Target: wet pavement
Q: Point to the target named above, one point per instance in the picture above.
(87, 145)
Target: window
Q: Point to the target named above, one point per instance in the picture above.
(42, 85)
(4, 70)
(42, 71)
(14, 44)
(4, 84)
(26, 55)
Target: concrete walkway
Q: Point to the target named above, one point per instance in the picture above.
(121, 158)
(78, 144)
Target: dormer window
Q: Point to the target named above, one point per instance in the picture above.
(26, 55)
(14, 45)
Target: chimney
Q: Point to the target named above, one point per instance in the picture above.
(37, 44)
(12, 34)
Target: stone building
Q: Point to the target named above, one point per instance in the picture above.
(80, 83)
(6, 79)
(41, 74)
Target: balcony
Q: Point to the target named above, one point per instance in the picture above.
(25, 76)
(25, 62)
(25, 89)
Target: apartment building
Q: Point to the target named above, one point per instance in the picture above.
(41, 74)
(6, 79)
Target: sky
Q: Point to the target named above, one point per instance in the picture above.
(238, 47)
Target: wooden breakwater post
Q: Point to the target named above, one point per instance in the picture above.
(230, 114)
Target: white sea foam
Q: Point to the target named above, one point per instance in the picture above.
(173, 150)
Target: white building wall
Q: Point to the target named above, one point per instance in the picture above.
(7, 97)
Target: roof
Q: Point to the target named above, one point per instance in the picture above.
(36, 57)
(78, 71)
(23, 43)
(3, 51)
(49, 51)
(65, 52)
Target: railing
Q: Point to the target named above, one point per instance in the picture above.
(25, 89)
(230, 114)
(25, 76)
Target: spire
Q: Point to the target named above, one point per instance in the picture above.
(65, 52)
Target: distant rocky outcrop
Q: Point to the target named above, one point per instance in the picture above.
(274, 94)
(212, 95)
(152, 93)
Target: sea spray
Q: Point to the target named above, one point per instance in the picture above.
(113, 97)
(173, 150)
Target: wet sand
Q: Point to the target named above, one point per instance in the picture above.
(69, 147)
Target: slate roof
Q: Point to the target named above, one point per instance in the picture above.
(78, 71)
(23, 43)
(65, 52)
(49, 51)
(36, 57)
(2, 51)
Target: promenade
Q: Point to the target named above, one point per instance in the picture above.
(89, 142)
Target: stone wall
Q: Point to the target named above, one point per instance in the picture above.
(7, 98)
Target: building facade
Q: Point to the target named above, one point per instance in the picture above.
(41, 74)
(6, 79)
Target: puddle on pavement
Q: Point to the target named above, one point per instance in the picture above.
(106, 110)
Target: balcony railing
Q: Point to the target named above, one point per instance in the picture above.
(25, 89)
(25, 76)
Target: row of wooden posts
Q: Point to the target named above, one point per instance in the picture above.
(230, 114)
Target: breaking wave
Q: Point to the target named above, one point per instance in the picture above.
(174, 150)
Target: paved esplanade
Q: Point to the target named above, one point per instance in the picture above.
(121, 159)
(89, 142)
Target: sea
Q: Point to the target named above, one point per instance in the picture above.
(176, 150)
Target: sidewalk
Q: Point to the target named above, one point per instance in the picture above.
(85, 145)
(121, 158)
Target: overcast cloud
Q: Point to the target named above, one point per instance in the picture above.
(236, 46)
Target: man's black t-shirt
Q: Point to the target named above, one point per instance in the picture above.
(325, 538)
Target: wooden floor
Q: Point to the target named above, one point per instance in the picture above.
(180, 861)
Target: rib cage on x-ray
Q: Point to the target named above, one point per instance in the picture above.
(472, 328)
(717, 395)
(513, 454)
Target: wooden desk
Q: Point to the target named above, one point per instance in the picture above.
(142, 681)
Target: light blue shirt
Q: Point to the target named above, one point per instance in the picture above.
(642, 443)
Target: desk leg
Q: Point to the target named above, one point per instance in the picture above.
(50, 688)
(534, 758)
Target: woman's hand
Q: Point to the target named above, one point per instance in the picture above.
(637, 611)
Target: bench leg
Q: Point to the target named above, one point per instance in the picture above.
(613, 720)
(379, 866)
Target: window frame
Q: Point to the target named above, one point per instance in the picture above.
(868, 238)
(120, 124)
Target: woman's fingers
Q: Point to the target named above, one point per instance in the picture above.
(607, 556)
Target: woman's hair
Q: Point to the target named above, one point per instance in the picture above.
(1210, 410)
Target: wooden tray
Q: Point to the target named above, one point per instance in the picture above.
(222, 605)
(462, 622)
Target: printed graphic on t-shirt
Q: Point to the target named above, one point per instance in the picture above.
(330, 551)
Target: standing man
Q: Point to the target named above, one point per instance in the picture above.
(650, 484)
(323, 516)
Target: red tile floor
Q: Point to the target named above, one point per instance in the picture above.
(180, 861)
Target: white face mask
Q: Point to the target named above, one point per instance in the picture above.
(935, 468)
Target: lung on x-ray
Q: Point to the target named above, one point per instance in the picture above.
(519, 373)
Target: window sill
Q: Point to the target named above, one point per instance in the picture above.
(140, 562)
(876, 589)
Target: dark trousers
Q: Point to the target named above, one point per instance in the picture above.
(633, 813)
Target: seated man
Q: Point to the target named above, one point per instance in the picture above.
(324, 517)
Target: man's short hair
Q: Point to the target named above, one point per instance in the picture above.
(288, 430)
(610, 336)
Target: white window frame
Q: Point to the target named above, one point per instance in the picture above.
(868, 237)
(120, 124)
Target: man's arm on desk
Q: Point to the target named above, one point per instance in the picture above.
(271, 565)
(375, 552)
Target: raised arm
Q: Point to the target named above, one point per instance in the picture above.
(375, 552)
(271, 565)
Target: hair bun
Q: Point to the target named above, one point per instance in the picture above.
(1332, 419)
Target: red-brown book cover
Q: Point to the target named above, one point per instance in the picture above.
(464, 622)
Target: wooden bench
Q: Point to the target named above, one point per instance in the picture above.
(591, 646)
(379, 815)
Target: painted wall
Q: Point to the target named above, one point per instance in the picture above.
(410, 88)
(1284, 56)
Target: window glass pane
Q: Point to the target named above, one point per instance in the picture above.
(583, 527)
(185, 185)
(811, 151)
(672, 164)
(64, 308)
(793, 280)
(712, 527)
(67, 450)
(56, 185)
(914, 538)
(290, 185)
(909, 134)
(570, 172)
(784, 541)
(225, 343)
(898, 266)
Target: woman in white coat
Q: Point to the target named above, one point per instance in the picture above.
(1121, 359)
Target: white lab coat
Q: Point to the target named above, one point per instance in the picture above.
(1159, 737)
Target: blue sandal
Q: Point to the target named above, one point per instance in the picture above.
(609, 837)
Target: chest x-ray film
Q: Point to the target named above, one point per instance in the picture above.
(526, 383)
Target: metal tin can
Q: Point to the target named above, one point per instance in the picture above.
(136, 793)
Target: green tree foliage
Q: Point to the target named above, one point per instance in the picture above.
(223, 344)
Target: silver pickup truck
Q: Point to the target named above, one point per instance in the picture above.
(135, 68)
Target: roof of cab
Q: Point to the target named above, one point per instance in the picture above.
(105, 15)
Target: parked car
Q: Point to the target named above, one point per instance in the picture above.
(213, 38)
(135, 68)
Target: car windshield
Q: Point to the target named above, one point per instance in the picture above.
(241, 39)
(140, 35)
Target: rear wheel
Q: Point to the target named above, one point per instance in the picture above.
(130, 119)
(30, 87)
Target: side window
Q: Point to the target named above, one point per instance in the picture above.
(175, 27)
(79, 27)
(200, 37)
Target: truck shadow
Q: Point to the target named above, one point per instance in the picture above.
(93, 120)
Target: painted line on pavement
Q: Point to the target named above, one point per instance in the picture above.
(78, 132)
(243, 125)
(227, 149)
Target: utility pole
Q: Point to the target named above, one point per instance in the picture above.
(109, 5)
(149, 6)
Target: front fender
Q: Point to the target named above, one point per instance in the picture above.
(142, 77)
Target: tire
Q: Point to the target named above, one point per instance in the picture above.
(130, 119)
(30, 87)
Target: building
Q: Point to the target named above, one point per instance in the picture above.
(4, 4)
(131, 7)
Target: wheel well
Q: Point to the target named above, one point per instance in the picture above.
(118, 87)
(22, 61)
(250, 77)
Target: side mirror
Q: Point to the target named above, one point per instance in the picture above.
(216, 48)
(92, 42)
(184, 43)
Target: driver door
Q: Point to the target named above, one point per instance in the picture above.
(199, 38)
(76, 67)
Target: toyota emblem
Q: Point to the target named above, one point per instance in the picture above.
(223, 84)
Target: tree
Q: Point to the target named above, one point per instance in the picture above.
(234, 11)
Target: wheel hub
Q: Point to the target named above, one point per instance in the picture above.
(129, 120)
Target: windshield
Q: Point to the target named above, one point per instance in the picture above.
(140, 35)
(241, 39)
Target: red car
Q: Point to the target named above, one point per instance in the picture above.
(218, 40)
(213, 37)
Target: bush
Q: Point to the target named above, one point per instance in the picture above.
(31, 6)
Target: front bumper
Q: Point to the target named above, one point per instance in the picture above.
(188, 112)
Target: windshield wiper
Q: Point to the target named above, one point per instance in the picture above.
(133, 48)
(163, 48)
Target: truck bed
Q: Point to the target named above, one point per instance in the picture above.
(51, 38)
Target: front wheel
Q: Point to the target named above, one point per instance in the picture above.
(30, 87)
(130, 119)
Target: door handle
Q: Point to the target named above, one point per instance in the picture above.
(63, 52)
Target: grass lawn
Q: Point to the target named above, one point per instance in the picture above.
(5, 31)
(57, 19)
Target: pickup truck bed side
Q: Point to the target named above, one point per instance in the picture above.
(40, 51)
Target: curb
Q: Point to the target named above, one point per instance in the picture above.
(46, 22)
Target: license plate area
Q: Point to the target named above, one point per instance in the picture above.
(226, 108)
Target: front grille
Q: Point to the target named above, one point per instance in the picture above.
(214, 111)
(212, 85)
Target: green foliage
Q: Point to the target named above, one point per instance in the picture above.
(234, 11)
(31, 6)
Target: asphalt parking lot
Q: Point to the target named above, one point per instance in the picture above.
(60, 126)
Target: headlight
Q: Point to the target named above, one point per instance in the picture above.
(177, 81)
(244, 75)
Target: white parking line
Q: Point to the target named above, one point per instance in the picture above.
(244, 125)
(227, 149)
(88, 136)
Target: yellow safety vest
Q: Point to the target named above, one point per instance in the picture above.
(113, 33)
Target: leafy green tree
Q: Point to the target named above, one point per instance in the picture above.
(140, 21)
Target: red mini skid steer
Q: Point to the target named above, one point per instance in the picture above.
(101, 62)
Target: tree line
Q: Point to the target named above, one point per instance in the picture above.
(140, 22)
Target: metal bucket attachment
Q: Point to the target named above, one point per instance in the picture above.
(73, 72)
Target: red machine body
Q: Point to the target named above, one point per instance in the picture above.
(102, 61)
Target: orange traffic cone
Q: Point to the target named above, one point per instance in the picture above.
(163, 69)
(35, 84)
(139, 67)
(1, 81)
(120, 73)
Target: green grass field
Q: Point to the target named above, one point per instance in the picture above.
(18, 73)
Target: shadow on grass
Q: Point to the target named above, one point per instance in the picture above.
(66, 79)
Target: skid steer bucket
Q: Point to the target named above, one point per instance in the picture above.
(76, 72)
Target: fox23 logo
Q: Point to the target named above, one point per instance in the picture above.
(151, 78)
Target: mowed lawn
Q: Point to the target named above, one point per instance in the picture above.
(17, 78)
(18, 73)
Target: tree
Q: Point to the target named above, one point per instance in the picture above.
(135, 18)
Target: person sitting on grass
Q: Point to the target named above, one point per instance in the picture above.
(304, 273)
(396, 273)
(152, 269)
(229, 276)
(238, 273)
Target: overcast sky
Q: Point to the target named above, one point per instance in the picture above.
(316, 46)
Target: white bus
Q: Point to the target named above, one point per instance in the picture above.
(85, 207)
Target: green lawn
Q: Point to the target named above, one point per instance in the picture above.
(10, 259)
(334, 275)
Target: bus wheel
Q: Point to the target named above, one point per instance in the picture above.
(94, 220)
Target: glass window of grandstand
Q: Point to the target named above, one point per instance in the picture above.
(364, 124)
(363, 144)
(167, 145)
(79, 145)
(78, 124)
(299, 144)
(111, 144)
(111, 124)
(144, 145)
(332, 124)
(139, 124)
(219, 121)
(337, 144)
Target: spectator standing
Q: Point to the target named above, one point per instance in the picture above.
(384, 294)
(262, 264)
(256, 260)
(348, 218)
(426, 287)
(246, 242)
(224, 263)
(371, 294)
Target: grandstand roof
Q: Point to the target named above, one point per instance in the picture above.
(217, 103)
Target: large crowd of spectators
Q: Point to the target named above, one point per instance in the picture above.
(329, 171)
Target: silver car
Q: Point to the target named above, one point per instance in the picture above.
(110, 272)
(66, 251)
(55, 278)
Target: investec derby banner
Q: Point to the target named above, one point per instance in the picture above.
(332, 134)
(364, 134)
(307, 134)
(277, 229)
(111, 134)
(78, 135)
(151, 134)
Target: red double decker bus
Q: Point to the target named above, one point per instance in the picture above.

• **GIVEN EXERCISE**: Starting at the line with "Target: overcast sky", copy every line up to and including the last one in the entries above.

• **RESULT OF THIS TASK**:
Target: overcast sky
Q: Point to the target named above, one point per instance in the picture above.
(316, 46)
Target: white bus
Q: Point to the target named above, one point per instance in the picture above.
(85, 207)
Target: green lawn
Q: Point to the target named above, one point per instance in the picture above.
(10, 259)
(334, 275)
Target: bus wheel
Q: Point to the target named above, one point per instance in the picture above.
(94, 220)
Target: glass window of grandstand
Q: Point to the target named above, one point per instance in the picture above.
(364, 124)
(363, 144)
(167, 145)
(79, 145)
(78, 124)
(299, 144)
(111, 144)
(111, 124)
(144, 145)
(332, 124)
(139, 124)
(219, 121)
(337, 144)
Target: spectator standing
Q: Point to the target named above, one point per instance in the picture above.
(384, 294)
(262, 264)
(256, 260)
(348, 218)
(426, 287)
(246, 242)
(224, 263)
(371, 294)
Target: grandstand roof
Q: Point to the target named above, one point per instance in the picture above.
(217, 103)
Target: large crowd of spectators
Q: Point to the target named above, one point per instance in the picture above.
(329, 171)
Target: silver car
Q: Point to the target named above, one point per instance in the picture above.
(110, 272)
(66, 251)
(55, 278)
Target: investec derby banner
Q: Point to the target named above, one point per instance in the picture above.
(332, 134)
(364, 134)
(307, 134)
(277, 229)
(111, 134)
(78, 135)
(151, 134)
Target: red double decker bus
Q: Point to the target named above, one point per instance in the picture above.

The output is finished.